%%

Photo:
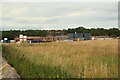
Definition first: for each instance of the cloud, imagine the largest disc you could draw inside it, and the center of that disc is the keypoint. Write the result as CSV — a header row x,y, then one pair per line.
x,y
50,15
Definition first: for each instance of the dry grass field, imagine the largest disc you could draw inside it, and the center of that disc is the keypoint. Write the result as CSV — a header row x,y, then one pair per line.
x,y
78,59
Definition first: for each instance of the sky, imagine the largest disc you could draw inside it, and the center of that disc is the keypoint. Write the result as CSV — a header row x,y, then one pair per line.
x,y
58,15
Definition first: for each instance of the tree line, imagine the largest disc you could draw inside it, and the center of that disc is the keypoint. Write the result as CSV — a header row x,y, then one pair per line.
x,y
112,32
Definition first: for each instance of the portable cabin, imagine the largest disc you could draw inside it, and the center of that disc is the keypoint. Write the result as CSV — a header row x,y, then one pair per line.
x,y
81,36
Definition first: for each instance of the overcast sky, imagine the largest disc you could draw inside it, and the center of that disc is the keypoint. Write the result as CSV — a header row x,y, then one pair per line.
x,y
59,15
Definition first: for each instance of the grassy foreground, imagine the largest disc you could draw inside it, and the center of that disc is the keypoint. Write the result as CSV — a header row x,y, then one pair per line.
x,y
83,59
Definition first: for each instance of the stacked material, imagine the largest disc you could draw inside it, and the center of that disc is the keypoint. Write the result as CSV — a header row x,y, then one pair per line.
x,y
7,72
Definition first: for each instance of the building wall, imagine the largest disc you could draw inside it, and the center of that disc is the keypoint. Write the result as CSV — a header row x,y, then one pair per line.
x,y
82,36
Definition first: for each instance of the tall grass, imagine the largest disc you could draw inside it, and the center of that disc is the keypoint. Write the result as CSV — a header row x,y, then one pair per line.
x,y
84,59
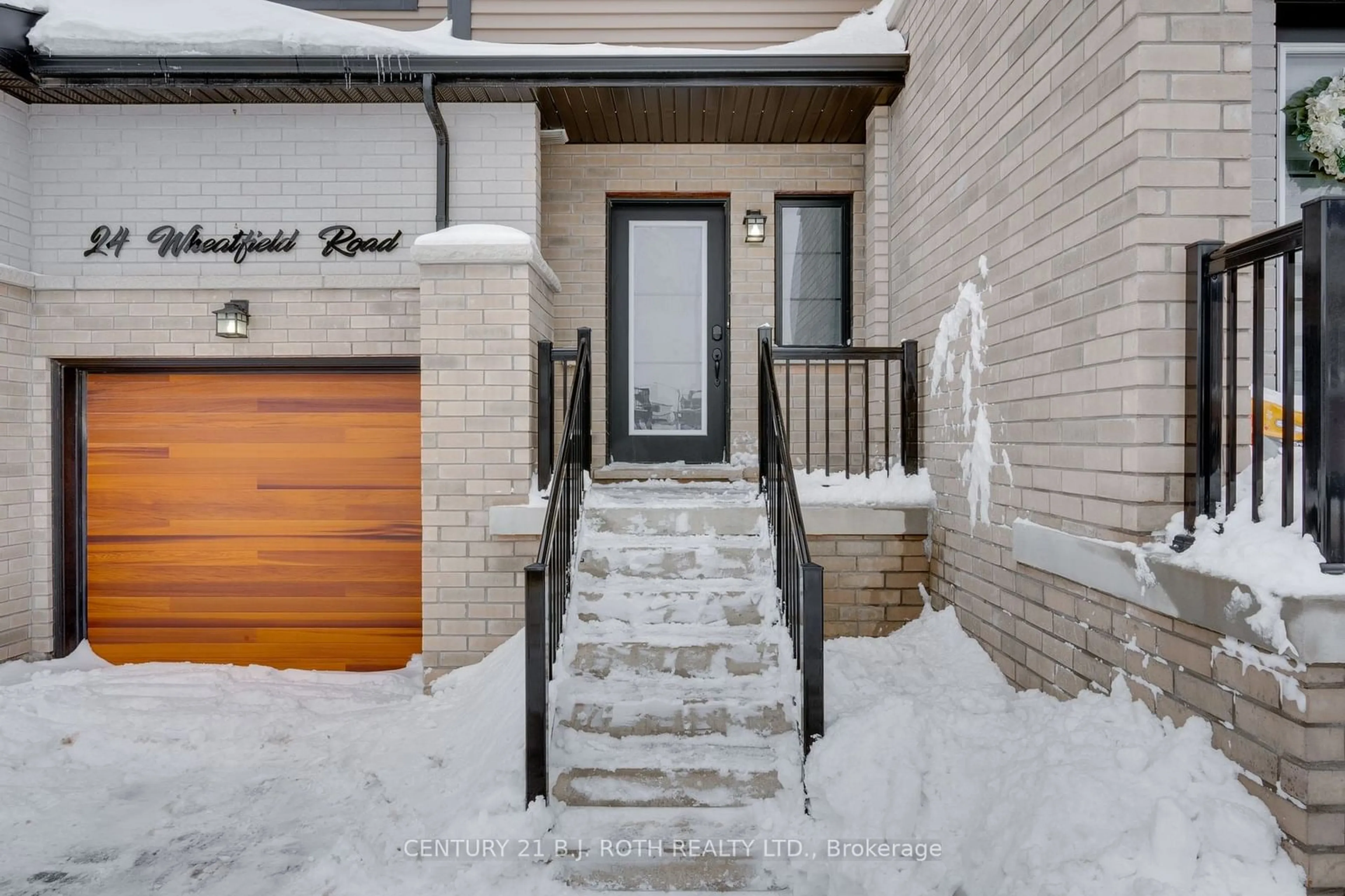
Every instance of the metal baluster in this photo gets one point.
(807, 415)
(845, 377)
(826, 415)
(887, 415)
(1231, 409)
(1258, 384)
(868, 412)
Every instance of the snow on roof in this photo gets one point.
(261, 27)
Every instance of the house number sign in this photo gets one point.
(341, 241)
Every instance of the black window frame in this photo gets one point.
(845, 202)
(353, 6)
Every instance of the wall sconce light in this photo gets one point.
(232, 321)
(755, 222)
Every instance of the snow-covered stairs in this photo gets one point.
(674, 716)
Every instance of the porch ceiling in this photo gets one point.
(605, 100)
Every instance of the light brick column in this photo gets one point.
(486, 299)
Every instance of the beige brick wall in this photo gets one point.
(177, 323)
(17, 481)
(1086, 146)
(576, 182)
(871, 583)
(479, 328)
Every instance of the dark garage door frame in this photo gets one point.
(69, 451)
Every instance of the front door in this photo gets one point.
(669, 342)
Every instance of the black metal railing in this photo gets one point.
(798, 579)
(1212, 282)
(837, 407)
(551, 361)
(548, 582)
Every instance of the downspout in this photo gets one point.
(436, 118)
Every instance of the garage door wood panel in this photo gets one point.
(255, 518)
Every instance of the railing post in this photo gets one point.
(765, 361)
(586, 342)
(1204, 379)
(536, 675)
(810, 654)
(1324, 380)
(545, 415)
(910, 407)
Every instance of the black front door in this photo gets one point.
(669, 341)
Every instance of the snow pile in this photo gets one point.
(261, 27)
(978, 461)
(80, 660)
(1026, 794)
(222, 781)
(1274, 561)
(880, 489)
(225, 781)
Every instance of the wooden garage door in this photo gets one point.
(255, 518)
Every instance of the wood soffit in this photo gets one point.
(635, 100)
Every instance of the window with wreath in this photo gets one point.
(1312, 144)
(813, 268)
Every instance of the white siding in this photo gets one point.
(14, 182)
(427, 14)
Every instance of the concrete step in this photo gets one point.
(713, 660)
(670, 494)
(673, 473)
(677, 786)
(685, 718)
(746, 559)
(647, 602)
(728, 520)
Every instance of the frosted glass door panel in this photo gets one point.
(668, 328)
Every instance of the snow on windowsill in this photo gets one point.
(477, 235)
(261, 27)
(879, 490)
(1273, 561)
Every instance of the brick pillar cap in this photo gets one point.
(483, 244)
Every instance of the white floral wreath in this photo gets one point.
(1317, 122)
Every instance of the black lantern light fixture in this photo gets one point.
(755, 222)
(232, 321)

%%

■ Description of the task ■
Reproduce every record word for word. The copy must contain no pictures.

■ Solution to this problem ■
Photo:
Definition first: for each instance of the cloud, imagine the largest disc you could draw inside it, and the center of that disc is the keypoint. Write the result as CSV — a header row x,y, then one pair per line.
x,y
50,15
Definition first: for each instance of the dry grass field, imagine the largest disc you could draw inside it, and the center of that disc is the keypoint. Write the result as CSV — a header row x,y, then one pair per line.
x,y
78,59
Definition first: for each instance of the sky, imagine the largest disc you could draw inside it, and the center of that disc is the keypoint. Write the result as CSV — a header row x,y, then one pair per line.
x,y
58,15
Definition first: for each instance of the tree line, imagine the largest disc you could draw inside it, and the center of that disc is the keypoint. Write the result as CSV — a header row x,y, then one pair per line.
x,y
112,32
Definition first: for each instance of the portable cabin, imagine the largest disc you could draw inside it, and the center of that disc is the keypoint. Write the result as CSV — a header row x,y, then one pair per line.
x,y
81,36
Definition first: for each instance of the overcast sky, imagine the largest disc you could draw inside it, and the center of that disc is the keypoint. Write the result as CSV — a header row x,y, then one pair per line.
x,y
59,15
Definition first: for each instance of the grassy foreground, imagine the largest disc you could draw inside it, and the center of that disc is the keypoint. Write the result as CSV — a header row x,y, then one pair per line.
x,y
83,59
Definition first: for each instance of the stacked material, imagine the largest disc you could draw inside it, and the center of that disc is the keypoint. Write the result as CSV — a header row x,y, then one pair per line.
x,y
7,72
Definition first: for each instance of the building wall, imagine the largest disc you could draw inside it, and the center of that disc is the keypoint. Write the result as CSV — a header row x,y, then one pair per line.
x,y
82,36
Definition first: for each instance of the tall grass, imagine the largest disc you could draw inside it, and the center of that disc is the keypoint. Write the result as CSV — a header row x,y, then one pair per line.
x,y
84,59
Every instance of the metal baluster in this photo gets one point.
(807, 415)
(845, 377)
(826, 415)
(887, 415)
(1231, 409)
(1258, 384)
(868, 412)
Every instance of the snow on roof in this photo gets one point.
(261, 27)
Every instance of the house number sign in this photo gets one point.
(341, 241)
Every instance of the black window frame in this photo gets one point.
(845, 202)
(353, 6)
Every instance of the wall sconce light in this photo gets one point.
(232, 321)
(755, 222)
Every instance of the snow-covered stairs in this photo gets one point.
(674, 716)
Every instance of the porch ceiling in this photo gets one point.
(605, 100)
Every instance of the light brick column in this photo gets one point.
(486, 299)
Every instance of the beige brick wall in this photo gets one point.
(177, 323)
(17, 481)
(1086, 146)
(576, 182)
(871, 583)
(479, 328)
Every instance of the dark garage door frame in this photo gets one point.
(69, 451)
Every instance of the front door in this photo gets one point.
(669, 342)
Every instance of the black metal railing in this photo gets one point.
(798, 579)
(1212, 282)
(837, 407)
(551, 361)
(548, 582)
Every instance of the downspout in this photo gets one point.
(436, 118)
Every instance of the garage door wood panel in this photo gets one point.
(255, 518)
Every instance of the railing post in this photo gets one point.
(765, 361)
(586, 342)
(1204, 379)
(536, 675)
(810, 654)
(1324, 380)
(545, 415)
(910, 407)
Every instance of the black front door in this photo gets one point.
(669, 341)
Every instance of the snow pile in this photo gets one point.
(261, 27)
(978, 461)
(80, 660)
(1026, 794)
(222, 781)
(1274, 561)
(880, 489)
(225, 781)
Every instance of the wooden garage door in this photo gets one point.
(255, 518)
Every instance of the wood soffit in this photo gets one point.
(635, 100)
Every instance of the window with wreath in this photo gets one point.
(1312, 144)
(813, 268)
Every instance of the white siding in this photo gets one point.
(14, 182)
(427, 14)
Every instance of the concrete step in this photo gets one point.
(713, 660)
(670, 494)
(673, 473)
(677, 786)
(685, 718)
(746, 559)
(647, 602)
(728, 520)
Every instance of the frosted glass door panel in this photo gets one point.
(668, 328)
Every instance of the snow on windowsill in this photo gets one point.
(477, 235)
(261, 27)
(879, 490)
(1273, 561)
Every instance of the brick pillar cap in this photo gets one point.
(483, 244)
Every instance of the white floral wreath in this photo gets one point.
(1317, 122)
Every instance of the black lantern light fixture in this photo gets one point.
(755, 222)
(232, 321)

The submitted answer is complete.